* _Задание 1_
Какими чертами отличалась литература нового типа в ХV веке, согласно тексту об общественной мысли ХV века ниже? Перечислите все.

* _Исходный текст_
---------------
Автор его русского варианта, очевидно, дьяк Ф. Курицын, оправдывал
жестокость самодержавного правителя, полагая, что только сильная власть
способна установить порядок в государстве.
Идея общерусского единства, возникнув в домонгольский
период, усилилась в тяжелые годы монголо-татарского нашествия. В ХV веке
тему национально – освободительной борьбы оттесняла литература нового
типа, отличавшаяся тематическим и стилевым разнообразием, более
органичной связью с фольклором, стремлением к психологизму.
Конец ХV века стал переломным в истории общественной мысли и
публицистики: в это время было положено начало тем спорам об обрядах и
букве, которые в ХVII столетии приведут к Расколу; появились признаки
религиозного свободомыслия, попытки рационалистической критики основных
догматов Православия; и, наконец, важнейшим вопросом общественно-
политической мысли сделался вопрос о месте церкви в государстве.
Одним из самых ярких проявлений умственной жизни
средневековья в Европе являлись ереси. В 70 – 80-х годах ХV в. в
Новгороде и Москве возникло еретическое движение, получившее название
«ересь жидовствующих». Умеренная часть движения ограничивала свою борьбу
правом на известное свободомыслие в литературе и науке, более радикальная
доходила до отрицания церковной иерархии (требование дешевой и праведной
церкви) и основных богословских догм (о троичности Бога). Некоторые идеи
еретиков (отрицание монашества и церковного землевладения) вызывали
симпатии государственной власти, видевшей в крупном церковном
землевладении источник пополнения земельных фондов казны. Несмотря на
поддержку Ивана III, церковный собор 1490 г. осудил ересь.
Идеи еретиков ХV в. нашли свое продолжение у «нестяжателей».
---------------
* _Задание 2_
В каких строках записей ниже встречается слово «below»? Выпишите каждую такую строку полностью.

* _Предоставленные записи_
---------------
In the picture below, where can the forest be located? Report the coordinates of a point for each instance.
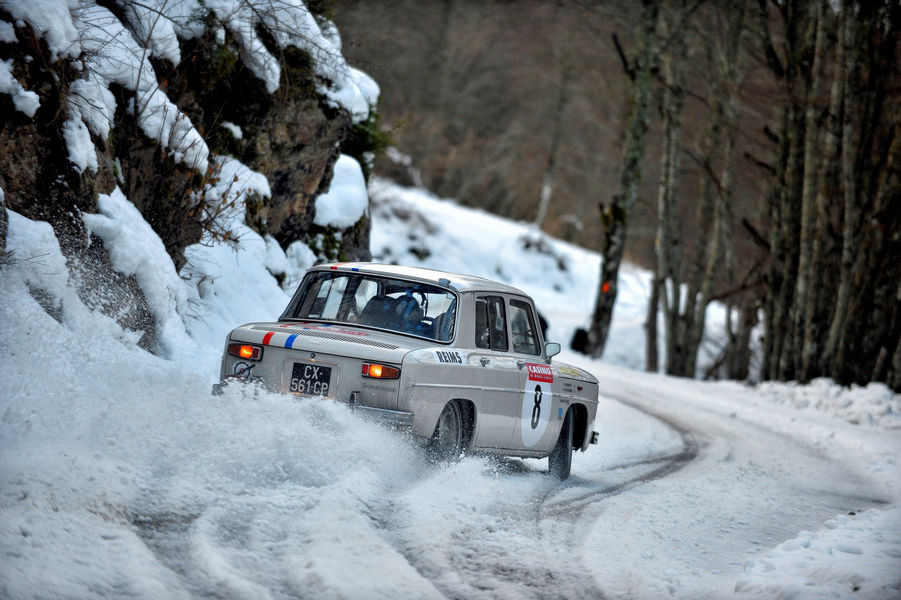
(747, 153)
---------------
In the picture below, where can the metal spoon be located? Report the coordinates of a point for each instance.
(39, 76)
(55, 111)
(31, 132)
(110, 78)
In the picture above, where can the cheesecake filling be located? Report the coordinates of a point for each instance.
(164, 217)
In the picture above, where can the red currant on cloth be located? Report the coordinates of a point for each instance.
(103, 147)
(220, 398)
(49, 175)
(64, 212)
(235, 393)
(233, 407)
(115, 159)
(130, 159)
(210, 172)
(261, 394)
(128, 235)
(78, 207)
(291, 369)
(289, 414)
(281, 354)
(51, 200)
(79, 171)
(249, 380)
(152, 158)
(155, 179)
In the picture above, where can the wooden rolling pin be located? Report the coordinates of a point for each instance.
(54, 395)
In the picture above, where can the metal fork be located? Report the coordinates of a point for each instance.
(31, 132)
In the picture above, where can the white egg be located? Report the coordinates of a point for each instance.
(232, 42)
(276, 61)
---------------
* _Правильный ответ 1_
— тематическое и стилевое разнообразие;
— более органичная связь с фольклором;
— стремление к психологизму.

* _Правильный ответ 2_
In the picture below, where can the forest be located? Report the coordinates of a point for each instance.
In the picture below, where can the metal spoon be located? Report the coordinates of a point for each instance.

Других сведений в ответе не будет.